Short exercise:
Return each of the following lines exactly as it is given.

Collected data entries:
= = = =

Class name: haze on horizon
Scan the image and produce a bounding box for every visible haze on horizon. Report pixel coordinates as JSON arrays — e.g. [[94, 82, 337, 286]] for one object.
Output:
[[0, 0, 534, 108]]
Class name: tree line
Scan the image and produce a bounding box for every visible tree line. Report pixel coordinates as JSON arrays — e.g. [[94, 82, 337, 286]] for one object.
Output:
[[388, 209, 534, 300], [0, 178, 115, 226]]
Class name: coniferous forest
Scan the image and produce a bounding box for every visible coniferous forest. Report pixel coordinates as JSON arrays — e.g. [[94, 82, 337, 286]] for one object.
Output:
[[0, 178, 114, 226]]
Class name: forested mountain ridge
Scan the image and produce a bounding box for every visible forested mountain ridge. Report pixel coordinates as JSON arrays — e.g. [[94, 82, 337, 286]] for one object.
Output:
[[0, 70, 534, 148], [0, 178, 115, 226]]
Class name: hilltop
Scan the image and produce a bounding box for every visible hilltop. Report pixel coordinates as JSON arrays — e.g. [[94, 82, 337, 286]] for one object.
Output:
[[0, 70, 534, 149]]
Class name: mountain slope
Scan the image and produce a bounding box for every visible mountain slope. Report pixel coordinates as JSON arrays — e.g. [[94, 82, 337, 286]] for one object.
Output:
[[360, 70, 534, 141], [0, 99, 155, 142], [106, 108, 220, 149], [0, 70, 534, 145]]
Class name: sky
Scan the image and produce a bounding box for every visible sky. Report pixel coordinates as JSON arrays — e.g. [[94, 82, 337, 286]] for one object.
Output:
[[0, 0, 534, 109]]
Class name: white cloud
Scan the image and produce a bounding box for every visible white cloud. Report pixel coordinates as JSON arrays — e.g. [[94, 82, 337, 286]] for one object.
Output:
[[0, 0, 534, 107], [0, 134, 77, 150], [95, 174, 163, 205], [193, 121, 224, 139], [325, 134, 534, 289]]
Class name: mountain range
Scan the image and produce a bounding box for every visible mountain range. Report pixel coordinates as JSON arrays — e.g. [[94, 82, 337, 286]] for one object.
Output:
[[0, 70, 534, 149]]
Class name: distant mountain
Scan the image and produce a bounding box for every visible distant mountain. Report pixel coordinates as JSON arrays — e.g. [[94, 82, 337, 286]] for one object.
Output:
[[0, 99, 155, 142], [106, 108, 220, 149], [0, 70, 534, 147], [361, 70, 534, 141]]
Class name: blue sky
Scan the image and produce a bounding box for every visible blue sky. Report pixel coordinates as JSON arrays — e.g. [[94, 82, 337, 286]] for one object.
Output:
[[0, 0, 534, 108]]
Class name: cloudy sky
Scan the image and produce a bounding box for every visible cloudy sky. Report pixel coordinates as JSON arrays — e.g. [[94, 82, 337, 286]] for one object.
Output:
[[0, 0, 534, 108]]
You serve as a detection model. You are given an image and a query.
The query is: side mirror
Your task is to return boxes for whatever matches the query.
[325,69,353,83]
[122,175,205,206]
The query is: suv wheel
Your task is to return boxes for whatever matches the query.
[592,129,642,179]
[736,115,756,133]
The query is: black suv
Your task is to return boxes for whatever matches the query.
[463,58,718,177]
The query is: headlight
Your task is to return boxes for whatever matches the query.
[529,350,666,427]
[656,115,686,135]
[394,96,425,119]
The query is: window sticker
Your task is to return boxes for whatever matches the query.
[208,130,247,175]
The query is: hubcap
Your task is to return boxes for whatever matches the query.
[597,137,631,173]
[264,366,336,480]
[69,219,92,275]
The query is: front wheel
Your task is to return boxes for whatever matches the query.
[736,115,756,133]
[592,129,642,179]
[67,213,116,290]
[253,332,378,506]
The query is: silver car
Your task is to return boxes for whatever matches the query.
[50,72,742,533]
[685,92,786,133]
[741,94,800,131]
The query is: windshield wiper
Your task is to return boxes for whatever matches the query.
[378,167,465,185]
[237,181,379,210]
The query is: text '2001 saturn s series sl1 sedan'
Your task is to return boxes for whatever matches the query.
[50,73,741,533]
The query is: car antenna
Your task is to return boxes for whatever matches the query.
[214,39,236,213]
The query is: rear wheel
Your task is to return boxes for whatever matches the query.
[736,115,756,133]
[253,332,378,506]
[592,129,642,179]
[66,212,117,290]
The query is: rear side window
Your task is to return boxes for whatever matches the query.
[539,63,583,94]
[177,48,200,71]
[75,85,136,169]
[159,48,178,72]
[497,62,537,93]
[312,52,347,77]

= = = =

Reply:
Class name: haze on horizon
Scan the image and produce a bounding box for every visible haze on horizon. Report pixel coordinates as JSON arrays — e.g. [[94, 82, 337, 286]] for one object.
Output:
[[0, 0, 534, 108]]
Class name: tree line
Scan the image and produce a bounding box for every visible tree line. Report pixel coordinates as JSON arrays — e.g. [[94, 82, 337, 286]] for one object.
Output:
[[388, 209, 534, 300], [0, 178, 115, 226]]
Class name: coniferous forest
Scan the image and produce a bounding box for every visible coniferous forest. Report pixel coordinates as JSON arrays — e.g. [[94, 82, 337, 286]] for one object.
Output:
[[0, 178, 114, 226]]
Class name: forested mountain ridge
Scan the image and produce a bounding box for every visible forested mountain ridge. Report pixel coordinates as JSON arrays — e.g. [[94, 82, 337, 286]] for one object.
Output:
[[0, 70, 534, 148], [0, 178, 115, 226]]
Class name: hilltop
Scan the image and produce a bounding box for every visible hilltop. Report pixel coordinates as JSON arrays — e.g. [[94, 82, 337, 286]] for one object.
Output:
[[0, 70, 534, 149]]
Class name: mountain slope
Scan the image and produce a bounding box for every visible mountain slope. Report pixel coordinates as JSON arrays — e.g. [[94, 82, 337, 286]] for one object.
Output:
[[360, 70, 534, 141], [0, 99, 155, 142], [106, 108, 220, 149], [0, 70, 534, 145]]
Class name: sky
Scan the image and produce a bounding box for every visible sky. Report pixel coordinates as JSON arrays — e.g. [[94, 82, 337, 286]] for one object.
Output:
[[0, 0, 534, 109]]
Class name: white cloud
Scan the image and produce a bounding box for every visible white cloud. Report pixel coordinates as JSON arrays — e.g. [[94, 82, 337, 286]] for one object.
Output:
[[0, 0, 534, 107], [0, 134, 77, 150], [95, 174, 163, 205], [193, 121, 224, 139], [325, 134, 534, 289]]
Class name: mountain range
Scan the image and produce a bounding box for every visible mountain range. Report pixel coordinates as JSON arrays — e.g. [[94, 82, 337, 286]] for one object.
Output:
[[0, 70, 534, 149]]
Class name: distant mountain
Scan the image and produce a bounding box for every visible distant mountain. Report pixel coordinates as JSON arrays — e.g. [[94, 82, 337, 286]] for one object.
Output:
[[0, 99, 155, 142], [106, 108, 220, 149], [0, 70, 534, 147], [361, 70, 534, 141]]
Class name: blue sky
Scan the image and produce a bounding box for every visible blue sky. Report pixel coordinates as JSON arrays — e.g. [[94, 82, 337, 286]] for one object.
Output:
[[0, 0, 534, 108]]
Class name: cloudy sky
Scan the image and produce a bounding box for every visible cloudy sky. Report pixel coordinates as JSON arrays — e.g. [[94, 82, 337, 286]] for one object.
Output:
[[0, 0, 534, 108]]
You serve as a detection model. You are given an image and a query.
The query is: side mirror
Your task is to return boxes for whatever matches the query.
[325,69,353,83]
[122,175,205,206]
The query is: suv wheel
Your task is to return boxes for whatever matches the query.
[592,129,642,179]
[736,115,756,133]
The query is: black suv
Your task is to return boxes for whatever matches the query.
[463,58,718,177]
The query is: headlight
Your task is to return boxes for whatever matches the query.
[529,350,666,427]
[656,115,686,135]
[394,96,425,119]
The query is: window sticker
Your task is to return boxes for whatever matches the query.
[208,130,247,175]
The query is: hubcap
Your task is to return boxes for whatever matches the query.
[597,137,631,173]
[264,366,336,480]
[69,219,92,275]
The query is: front wheel
Your task is to return boxes for whatever matches the query.
[736,115,756,133]
[592,129,642,179]
[67,213,116,290]
[253,332,378,506]
The query is: silver car
Your task is to return boxes for whatever matches the query.
[50,72,742,533]
[685,92,786,133]
[741,94,800,131]
The query is: windshield wiper
Your task is to return boxes for whatever matches the query.
[378,167,465,185]
[237,181,379,210]
The query is: text '2001 saturn s series sl1 sedan'
Your task is to return boxes for whatever matches the query.
[50,73,741,533]
The query is: car antenna
Your task is to return boxes for whatever matches the query.
[214,39,236,213]
The query is: rear wheel
Your task is to return boxes for whatever matches the query.
[736,115,756,133]
[253,332,378,506]
[592,129,642,179]
[66,212,117,290]
The query is: rear side window
Your task is to return boxes for whatever matches the query.
[539,63,583,94]
[177,48,200,71]
[75,85,136,169]
[159,48,178,72]
[497,62,537,93]
[312,52,347,77]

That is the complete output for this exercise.